** Start Entries **

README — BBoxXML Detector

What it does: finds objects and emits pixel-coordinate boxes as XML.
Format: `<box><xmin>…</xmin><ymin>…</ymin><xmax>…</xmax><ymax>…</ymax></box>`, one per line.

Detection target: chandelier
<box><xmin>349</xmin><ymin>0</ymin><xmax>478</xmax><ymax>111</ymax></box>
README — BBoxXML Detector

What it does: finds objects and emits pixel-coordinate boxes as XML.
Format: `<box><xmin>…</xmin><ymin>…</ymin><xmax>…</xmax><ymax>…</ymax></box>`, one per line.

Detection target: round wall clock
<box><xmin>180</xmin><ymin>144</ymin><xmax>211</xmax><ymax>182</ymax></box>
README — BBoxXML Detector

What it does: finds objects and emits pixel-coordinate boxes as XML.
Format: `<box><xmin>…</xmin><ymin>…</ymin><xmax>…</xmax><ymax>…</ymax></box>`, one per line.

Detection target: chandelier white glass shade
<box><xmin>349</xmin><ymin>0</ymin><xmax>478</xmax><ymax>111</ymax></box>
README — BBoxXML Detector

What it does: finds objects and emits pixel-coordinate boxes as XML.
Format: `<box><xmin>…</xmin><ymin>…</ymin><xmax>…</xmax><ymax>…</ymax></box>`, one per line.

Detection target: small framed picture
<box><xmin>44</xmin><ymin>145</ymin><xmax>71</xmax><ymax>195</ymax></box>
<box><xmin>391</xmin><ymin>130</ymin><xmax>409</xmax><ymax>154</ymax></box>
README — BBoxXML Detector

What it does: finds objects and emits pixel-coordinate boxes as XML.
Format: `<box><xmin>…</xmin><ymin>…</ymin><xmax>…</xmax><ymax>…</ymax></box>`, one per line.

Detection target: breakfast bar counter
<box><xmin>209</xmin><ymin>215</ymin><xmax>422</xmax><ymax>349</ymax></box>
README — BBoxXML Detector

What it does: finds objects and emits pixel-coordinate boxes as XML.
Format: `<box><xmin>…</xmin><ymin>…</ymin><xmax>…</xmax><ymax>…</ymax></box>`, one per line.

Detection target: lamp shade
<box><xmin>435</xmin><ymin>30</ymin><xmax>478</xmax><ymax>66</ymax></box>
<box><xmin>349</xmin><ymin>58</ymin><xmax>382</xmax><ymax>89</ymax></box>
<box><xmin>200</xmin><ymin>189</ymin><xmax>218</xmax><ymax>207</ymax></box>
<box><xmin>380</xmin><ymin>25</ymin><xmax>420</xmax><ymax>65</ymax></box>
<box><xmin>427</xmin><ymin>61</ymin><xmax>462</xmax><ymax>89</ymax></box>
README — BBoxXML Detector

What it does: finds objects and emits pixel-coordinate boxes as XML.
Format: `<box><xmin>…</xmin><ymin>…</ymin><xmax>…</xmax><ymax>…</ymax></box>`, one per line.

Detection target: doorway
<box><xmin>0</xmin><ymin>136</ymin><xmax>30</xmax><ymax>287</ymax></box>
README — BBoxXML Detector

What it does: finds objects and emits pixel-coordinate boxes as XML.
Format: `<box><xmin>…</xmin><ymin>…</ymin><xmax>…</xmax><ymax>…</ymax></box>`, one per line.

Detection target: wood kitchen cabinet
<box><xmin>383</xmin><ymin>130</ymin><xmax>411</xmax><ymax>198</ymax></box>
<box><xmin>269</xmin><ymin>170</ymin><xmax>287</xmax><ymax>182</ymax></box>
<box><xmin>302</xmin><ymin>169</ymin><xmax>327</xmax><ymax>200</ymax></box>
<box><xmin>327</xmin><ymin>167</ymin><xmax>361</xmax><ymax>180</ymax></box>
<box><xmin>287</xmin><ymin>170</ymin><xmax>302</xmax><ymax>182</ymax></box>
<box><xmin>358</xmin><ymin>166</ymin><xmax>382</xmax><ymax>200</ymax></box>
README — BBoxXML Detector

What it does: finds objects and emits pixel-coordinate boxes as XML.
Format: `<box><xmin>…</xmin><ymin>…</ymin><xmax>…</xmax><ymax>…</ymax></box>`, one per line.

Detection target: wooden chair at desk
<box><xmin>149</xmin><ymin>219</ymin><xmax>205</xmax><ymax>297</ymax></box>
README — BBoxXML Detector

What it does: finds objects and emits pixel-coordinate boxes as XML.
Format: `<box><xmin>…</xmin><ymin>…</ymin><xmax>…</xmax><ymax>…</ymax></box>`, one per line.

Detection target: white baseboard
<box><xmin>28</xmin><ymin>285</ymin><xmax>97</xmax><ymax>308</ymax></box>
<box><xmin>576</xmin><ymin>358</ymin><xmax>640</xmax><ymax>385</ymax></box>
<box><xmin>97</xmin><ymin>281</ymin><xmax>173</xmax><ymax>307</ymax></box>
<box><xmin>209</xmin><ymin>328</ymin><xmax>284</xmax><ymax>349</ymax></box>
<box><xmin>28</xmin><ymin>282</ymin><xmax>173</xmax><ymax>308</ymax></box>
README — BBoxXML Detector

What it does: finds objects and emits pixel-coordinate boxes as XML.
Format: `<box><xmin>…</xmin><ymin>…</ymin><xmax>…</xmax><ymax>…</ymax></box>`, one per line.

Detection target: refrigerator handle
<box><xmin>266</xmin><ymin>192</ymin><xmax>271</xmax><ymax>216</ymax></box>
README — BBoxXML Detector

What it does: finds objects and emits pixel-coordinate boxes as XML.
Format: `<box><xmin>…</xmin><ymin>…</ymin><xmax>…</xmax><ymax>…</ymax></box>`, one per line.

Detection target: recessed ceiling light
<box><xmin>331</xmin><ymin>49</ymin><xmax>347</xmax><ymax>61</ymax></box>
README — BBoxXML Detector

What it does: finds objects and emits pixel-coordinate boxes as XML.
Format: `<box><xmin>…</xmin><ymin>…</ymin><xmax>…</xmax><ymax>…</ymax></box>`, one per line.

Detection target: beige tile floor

** End Entries **

:: What the task asks ::
Count the lines in the records above that contain the string "white". Reply with the number alone.

:: Answer to the problem ::
2